Point placement records
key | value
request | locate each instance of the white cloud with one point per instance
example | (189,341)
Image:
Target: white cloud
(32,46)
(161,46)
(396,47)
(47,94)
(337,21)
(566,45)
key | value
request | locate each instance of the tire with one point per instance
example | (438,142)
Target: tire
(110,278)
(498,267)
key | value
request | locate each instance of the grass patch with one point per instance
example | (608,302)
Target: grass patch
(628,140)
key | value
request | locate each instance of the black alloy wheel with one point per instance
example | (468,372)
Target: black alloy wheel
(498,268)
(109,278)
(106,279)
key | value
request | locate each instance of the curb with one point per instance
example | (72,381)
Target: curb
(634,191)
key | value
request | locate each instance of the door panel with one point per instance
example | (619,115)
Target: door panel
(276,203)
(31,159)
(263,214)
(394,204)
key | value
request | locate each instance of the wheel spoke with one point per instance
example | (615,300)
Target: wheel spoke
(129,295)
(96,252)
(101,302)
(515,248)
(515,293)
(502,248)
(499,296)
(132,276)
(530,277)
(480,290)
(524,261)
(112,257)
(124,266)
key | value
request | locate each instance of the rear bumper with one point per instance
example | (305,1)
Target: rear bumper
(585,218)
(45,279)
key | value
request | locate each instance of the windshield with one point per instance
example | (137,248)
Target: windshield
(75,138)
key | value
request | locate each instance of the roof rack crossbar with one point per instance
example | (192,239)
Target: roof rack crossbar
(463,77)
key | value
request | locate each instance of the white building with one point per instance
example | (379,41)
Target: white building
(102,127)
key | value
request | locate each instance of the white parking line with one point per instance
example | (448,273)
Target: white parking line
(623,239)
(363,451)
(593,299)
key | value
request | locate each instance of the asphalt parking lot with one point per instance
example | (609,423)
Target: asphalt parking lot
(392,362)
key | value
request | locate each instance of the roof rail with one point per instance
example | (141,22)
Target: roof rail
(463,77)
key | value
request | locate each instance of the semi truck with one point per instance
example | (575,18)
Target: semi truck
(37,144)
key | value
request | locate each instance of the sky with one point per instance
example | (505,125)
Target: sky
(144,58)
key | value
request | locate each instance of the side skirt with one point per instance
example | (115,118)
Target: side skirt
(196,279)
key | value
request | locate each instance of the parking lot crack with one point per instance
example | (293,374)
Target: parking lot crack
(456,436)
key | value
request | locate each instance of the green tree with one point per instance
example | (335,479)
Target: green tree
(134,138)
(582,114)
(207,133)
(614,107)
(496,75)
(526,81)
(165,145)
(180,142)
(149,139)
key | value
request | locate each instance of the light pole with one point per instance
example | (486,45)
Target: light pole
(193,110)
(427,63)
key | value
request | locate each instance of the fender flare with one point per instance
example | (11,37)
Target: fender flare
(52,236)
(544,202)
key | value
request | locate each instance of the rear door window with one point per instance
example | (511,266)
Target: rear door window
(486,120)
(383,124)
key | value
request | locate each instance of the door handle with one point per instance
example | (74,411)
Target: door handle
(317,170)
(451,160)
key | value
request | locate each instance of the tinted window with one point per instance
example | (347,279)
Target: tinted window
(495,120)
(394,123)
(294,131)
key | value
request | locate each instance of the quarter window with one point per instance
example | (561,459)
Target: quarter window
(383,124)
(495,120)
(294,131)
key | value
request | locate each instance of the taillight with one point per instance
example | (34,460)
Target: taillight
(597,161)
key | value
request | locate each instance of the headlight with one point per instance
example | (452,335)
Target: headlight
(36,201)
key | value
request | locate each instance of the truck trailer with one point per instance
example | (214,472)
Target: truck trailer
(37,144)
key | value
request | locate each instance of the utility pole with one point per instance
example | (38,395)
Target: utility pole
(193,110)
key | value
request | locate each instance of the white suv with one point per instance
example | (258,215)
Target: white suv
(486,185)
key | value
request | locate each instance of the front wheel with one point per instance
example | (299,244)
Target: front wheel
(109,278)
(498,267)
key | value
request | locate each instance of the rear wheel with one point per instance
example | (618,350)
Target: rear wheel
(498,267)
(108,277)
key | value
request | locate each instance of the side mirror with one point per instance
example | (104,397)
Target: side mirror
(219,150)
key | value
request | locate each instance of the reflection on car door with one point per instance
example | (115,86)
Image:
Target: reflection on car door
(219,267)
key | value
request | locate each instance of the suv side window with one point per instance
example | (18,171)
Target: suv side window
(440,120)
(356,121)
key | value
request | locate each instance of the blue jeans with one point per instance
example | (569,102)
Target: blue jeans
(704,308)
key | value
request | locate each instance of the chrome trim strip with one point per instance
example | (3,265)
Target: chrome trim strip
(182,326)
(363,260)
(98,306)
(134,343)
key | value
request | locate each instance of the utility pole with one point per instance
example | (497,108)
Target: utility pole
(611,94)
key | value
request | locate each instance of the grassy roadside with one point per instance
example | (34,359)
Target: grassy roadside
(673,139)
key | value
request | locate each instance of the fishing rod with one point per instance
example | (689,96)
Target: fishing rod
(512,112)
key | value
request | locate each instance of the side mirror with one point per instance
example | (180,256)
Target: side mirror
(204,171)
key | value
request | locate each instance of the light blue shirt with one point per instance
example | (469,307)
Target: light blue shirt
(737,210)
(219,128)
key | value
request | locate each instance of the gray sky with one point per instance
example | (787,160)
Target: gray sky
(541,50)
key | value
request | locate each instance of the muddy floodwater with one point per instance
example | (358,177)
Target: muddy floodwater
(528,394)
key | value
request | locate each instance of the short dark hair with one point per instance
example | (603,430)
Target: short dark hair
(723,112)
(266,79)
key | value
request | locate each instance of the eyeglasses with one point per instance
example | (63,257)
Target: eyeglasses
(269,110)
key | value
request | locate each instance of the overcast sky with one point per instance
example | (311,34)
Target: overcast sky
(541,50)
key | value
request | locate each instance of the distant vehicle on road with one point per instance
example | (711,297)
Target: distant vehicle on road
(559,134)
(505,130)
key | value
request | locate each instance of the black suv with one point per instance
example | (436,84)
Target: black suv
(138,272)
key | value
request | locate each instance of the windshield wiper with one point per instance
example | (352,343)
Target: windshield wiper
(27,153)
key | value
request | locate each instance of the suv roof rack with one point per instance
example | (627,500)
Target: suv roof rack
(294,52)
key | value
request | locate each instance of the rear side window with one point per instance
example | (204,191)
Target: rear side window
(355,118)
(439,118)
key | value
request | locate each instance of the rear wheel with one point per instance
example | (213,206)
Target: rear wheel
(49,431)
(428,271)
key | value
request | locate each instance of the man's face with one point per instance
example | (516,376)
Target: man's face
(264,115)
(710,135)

Task brief:
Your task is to retype all the records above with nothing left out.

Output for this exercise:
key | value
request | locate each instance of the white cloud with one point per instance
example | (189,341)
Image:
Target: white cloud
(32,46)
(161,46)
(396,47)
(47,94)
(337,21)
(566,45)
key | value
request | locate each instance of the tire with one point per instance
example | (438,142)
Target: tire
(110,278)
(498,267)
key | value
request | locate each instance of the grass patch with one point per instance
example | (608,302)
Target: grass patch
(628,140)
key | value
request | locate each instance of the black alloy wheel with one point per instance
example | (468,372)
Target: black alloy wheel
(498,268)
(109,278)
(106,279)
key | value
request | locate each instance of the curb with one point per instance
example | (72,381)
Target: curb
(634,191)
key | value
request | locate each instance of the door panel with one point per instance
example | (619,115)
Target: door panel
(276,203)
(31,159)
(263,214)
(394,204)
key | value
request | locate each instance of the wheel spoke with one point per instance
example | (615,300)
Target: wheel spoke
(129,295)
(96,252)
(101,302)
(515,248)
(515,293)
(502,248)
(499,296)
(132,276)
(530,277)
(480,290)
(524,261)
(112,257)
(124,266)
key | value
request | locate each instance of the rear bumper with one point per instance
example | (305,1)
Target: rear bumper
(585,218)
(45,279)
key | value
request | locate each instance of the windshield with one point per instance
example | (137,248)
Target: windshield
(75,138)
key | value
request | locate each instance of the roof rack crossbar with one point per instance
example | (192,239)
Target: roof rack crossbar
(463,77)
key | value
request | locate each instance of the white building with one point per instance
example | (379,41)
Target: white building
(102,127)
key | value
request | locate each instance of the white parking line with one point per instance
example | (448,273)
Target: white parking line
(623,239)
(363,451)
(593,299)
key | value
request | locate each instance of the asphalt parking lot with one point per instance
example | (609,423)
Target: asphalt parking lot
(392,362)
key | value
request | locate each instance of the roof rail with one point per instance
example | (141,22)
Target: roof rail
(463,77)
key | value
request | locate each instance of the semi truck with one point per instance
example | (575,18)
Target: semi truck
(37,144)
key | value
request | locate each instance of the sky with one point per instance
example | (505,125)
Target: sky
(144,58)
key | value
request | locate each instance of the side skirt with one point per instance
example | (115,118)
Target: side skirt
(196,279)
key | value
request | locate each instance of the parking lot crack with one point per instance
example | (293,374)
Target: parking lot crack
(456,436)
key | value
request | locate each instance of the green tree with one point per instance
example | (335,479)
Target: green tree
(134,138)
(582,114)
(207,133)
(614,107)
(496,75)
(526,81)
(165,145)
(180,142)
(149,139)
key | value
request | locate each instance of the light pole with one point per instance
example | (486,45)
Target: light pole
(193,110)
(427,63)
key | value
request | locate each instance of the fender flare with one point per instance
example | (11,37)
Target: fender flare
(52,236)
(544,202)
key | value
request | locate each instance of the rear door window with one point per instance
example | (511,266)
Target: rear door window
(486,120)
(383,124)
key | value
request | locate each instance of the door handle with one point per instance
example | (74,411)
Target: door handle
(317,170)
(451,160)
key | value
request | locate each instance of the tinted window with one point per instance
example | (347,279)
Target: tinted window
(495,120)
(394,123)
(294,131)
key | value
request | locate each instance of the quarter window with one point per instance
example | (561,459)
Target: quarter window
(383,124)
(495,120)
(294,131)
key | value
request | locate each instance of the taillight with one point per instance
example | (34,460)
Target: taillight
(597,161)
key | value
request | locate each instance of the headlight with one point per instance
example | (452,335)
Target: headlight
(36,201)
key | value
request | locate each instance of the truck trailer with one point per instance
example | (214,472)
Target: truck trailer
(37,144)
key | value
request | locate each instance of the utility pole with one point per instance
example | (38,395)
Target: utility pole
(193,110)
key | value
request | locate each instance of the white suv with one point per instance
example | (258,215)
Target: white suv
(486,185)
key | value
request | locate each instance of the front wheel with one point per instance
example | (299,244)
Target: front wheel
(109,278)
(498,267)
key | value
request | locate each instance of the rear wheel with one point per instance
example | (618,350)
Target: rear wheel
(498,267)
(108,277)
key | value
request | locate each instance of the side mirror with one point per instance
example | (104,397)
Target: side mirror
(219,150)
key | value
request | locate each instance of the reflection on car door with one point per instance
example | (115,86)
Image:
Target: reflection on car door
(219,267)
key | value
request | locate each instance of the suv side window with one point per instance
example | (18,171)
Target: suv side window
(440,120)
(356,121)
key | value
request | locate each instance of the blue jeans with one point per instance
example | (569,102)
Target: blue jeans
(704,308)
key | value
request | locate each instance of the chrome trim strip with one point per instance
example | (3,265)
Target: chrome trim strip
(182,326)
(363,260)
(98,306)
(134,343)
key | value
request | locate each instance of the utility pole with one point per instance
example | (497,108)
Target: utility pole
(611,94)
key | value
request | locate each instance of the grassy roadside with one point per instance
example | (34,359)
Target: grassy roadside
(673,139)
key | value
request | locate each instance of the fishing rod with one point per instance
example | (689,96)
Target: fishing rod
(512,112)
key | value
request | locate each instance of the side mirror with one point per instance
example | (180,256)
Target: side mirror
(204,171)
key | value
request | locate each instance of the light blue shirt with one point per instance
example | (469,307)
Target: light blue shirt
(737,210)
(219,128)
key | value
request | locate each instance of the gray sky with one point per instance
example | (787,160)
Target: gray sky
(541,50)
key | value
request | locate each instance of the muddy floodwater with one point per instance
example | (358,177)
Target: muddy floodwater
(528,394)
key | value
request | locate each instance of the short dark hair with one point per instance
example | (603,430)
Target: short dark hair
(723,112)
(266,79)
key | value
request | locate each instance of the eyeglasses with one point per instance
example | (63,257)
Target: eyeglasses
(269,110)
key | value
request | locate each instance of the overcast sky with one point per instance
example | (311,34)
Target: overcast sky
(541,50)
key | value
request | locate each instance of the distant vehicle on road with one point per instance
example | (711,297)
Target: distant vehicle on road
(559,134)
(505,130)
key | value
request | locate each instance of the black suv with one point per instance
example | (436,84)
Target: black suv
(138,272)
key | value
request | locate each instance of the windshield wiper with one point per instance
example | (352,343)
Target: windshield wiper
(27,153)
key | value
request | locate each instance of the suv roof rack with one point per instance
example | (627,500)
Target: suv roof rack
(294,52)
key | value
request | locate each instance of the rear side window with one point per instance
example | (204,191)
Target: rear side window
(355,118)
(439,118)
key | value
request | locate each instance of the rear wheel with one point per instance
example | (213,206)
Target: rear wheel
(49,431)
(428,271)
key | value
request | locate each instance of the man's face with one point per instance
example | (516,376)
Target: man's face
(264,115)
(710,135)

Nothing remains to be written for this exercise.